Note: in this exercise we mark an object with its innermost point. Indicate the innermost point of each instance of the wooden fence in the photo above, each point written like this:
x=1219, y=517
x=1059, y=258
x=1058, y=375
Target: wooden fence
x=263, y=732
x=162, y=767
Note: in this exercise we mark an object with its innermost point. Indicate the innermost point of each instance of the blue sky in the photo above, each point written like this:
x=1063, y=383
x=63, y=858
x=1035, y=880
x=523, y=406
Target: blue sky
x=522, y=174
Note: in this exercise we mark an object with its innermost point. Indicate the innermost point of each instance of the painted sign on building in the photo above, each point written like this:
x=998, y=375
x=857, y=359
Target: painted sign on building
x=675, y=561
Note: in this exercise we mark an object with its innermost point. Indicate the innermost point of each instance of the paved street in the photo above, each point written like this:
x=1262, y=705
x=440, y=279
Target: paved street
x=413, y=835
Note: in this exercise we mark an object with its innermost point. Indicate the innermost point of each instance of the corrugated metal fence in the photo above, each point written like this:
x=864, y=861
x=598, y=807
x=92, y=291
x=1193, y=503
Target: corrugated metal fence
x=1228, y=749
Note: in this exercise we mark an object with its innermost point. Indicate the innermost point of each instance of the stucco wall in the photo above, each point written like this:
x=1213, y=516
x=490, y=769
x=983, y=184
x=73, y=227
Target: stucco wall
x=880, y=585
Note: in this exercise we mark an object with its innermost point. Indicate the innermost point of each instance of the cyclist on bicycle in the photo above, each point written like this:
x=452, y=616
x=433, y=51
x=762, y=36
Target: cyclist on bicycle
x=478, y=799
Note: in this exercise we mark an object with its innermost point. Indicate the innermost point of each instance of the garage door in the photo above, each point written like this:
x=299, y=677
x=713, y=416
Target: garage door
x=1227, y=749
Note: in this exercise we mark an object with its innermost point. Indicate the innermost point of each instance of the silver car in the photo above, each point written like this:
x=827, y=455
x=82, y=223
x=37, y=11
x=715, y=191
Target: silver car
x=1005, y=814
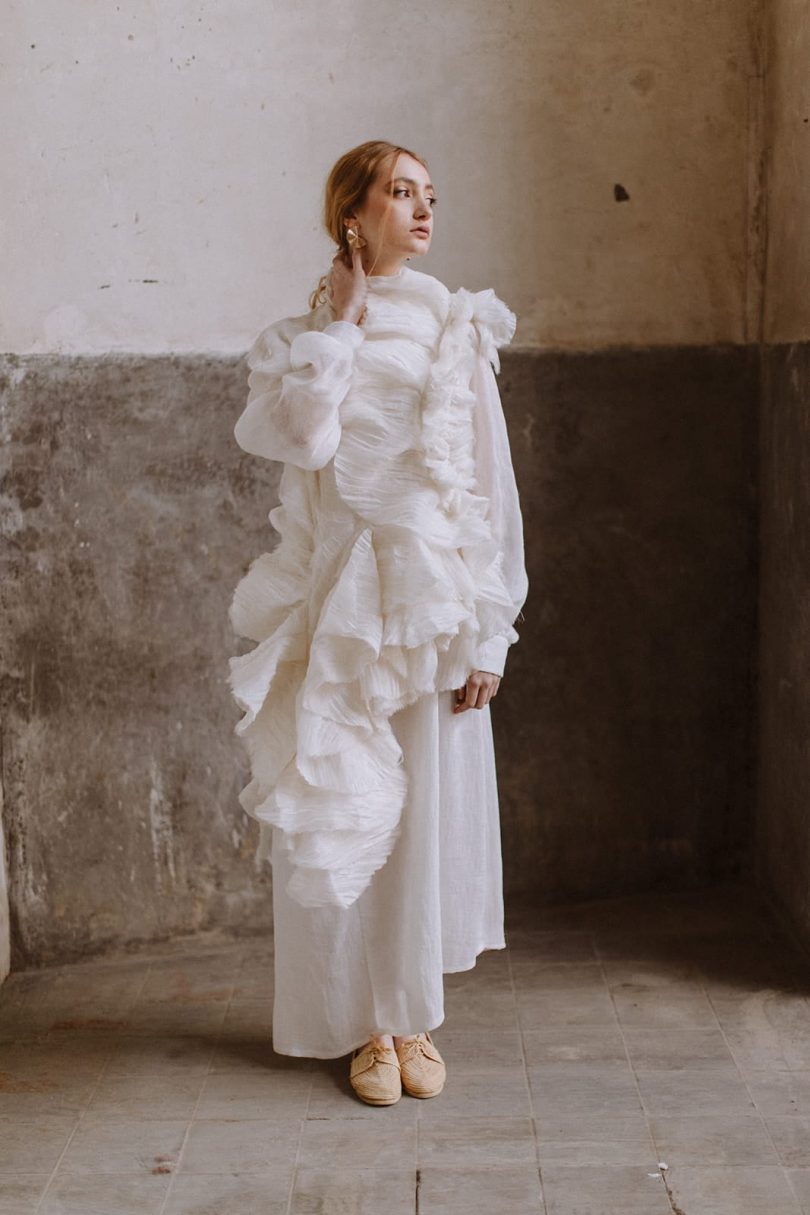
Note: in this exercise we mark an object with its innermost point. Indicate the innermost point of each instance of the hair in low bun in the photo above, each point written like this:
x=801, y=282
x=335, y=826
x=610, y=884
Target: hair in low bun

........

Give the records again exactly, without pictures.

Note: in this exercise we mark an object with its innermost point. Indicate the innermost point of each instance of the wooden fence in the photo above, each point written like this:
x=1219, y=517
x=1059, y=258
x=1058, y=375
Target: wooden fence
x=263, y=732
x=162, y=767
Note: in this exercise we mark an object with its innermost point. Indicate the innermost point of each instance of the blue sky in the photo above, each point written like this:
x=1063, y=383
x=63, y=858
x=1035, y=880
x=523, y=406
Target: blue sky
x=522, y=174
Note: in this exercise we mark an object with its innermost point. Indicate the innermost point of each instance of the painted sign on building in the photo above, each point written like this:
x=998, y=375
x=857, y=359
Target: painted sign on building
x=675, y=561
Note: in this exercise we mark an object with its innermost point. Indicate the innermost point of each instance of the paved street in the photo above, each point written like this:
x=1262, y=705
x=440, y=279
Target: paved street
x=413, y=835
Note: in this exercise we mark an object with its innermost point. Indicate the innermost point of each instance of the corrugated metal fence in the photo above, each point written like this:
x=864, y=861
x=598, y=807
x=92, y=291
x=1193, y=503
Target: corrugated metal fence
x=1228, y=749
Note: in this exercise we mark an object with its innermost point. Indicate the innermost point of each instance of the stucco wall in the photo above, each point written like this:
x=1213, y=516
x=490, y=769
x=983, y=184
x=73, y=227
Target: stucco wall
x=880, y=585
Note: in this exercise we mark an object with its innermost point. Indicate the innermost point of each instance of the cyclist on bicycle in the photo above, each point written like this:
x=452, y=616
x=433, y=51
x=762, y=36
Target: cyclist on bicycle
x=478, y=799
Note: in this exercise we mark an object with its innermost point. Indicate the innermost point of each instance of the garage door in the photo above, each point written like this:
x=299, y=677
x=713, y=416
Target: garage door
x=1227, y=749
Note: in this exercise we mark an object with its innermost point. Indicate the innermost point of each instance of the silver car in the photo above, each point written like this:
x=827, y=455
x=82, y=223
x=37, y=11
x=715, y=191
Target: silver car
x=1005, y=814
Note: in this exercise we mark an object with its innermost point. Indicate the innermost point of each instance of the hair in low bun in the photo above, each point written like this:
x=801, y=282
x=335, y=826
x=610, y=884
Target: hair in low bun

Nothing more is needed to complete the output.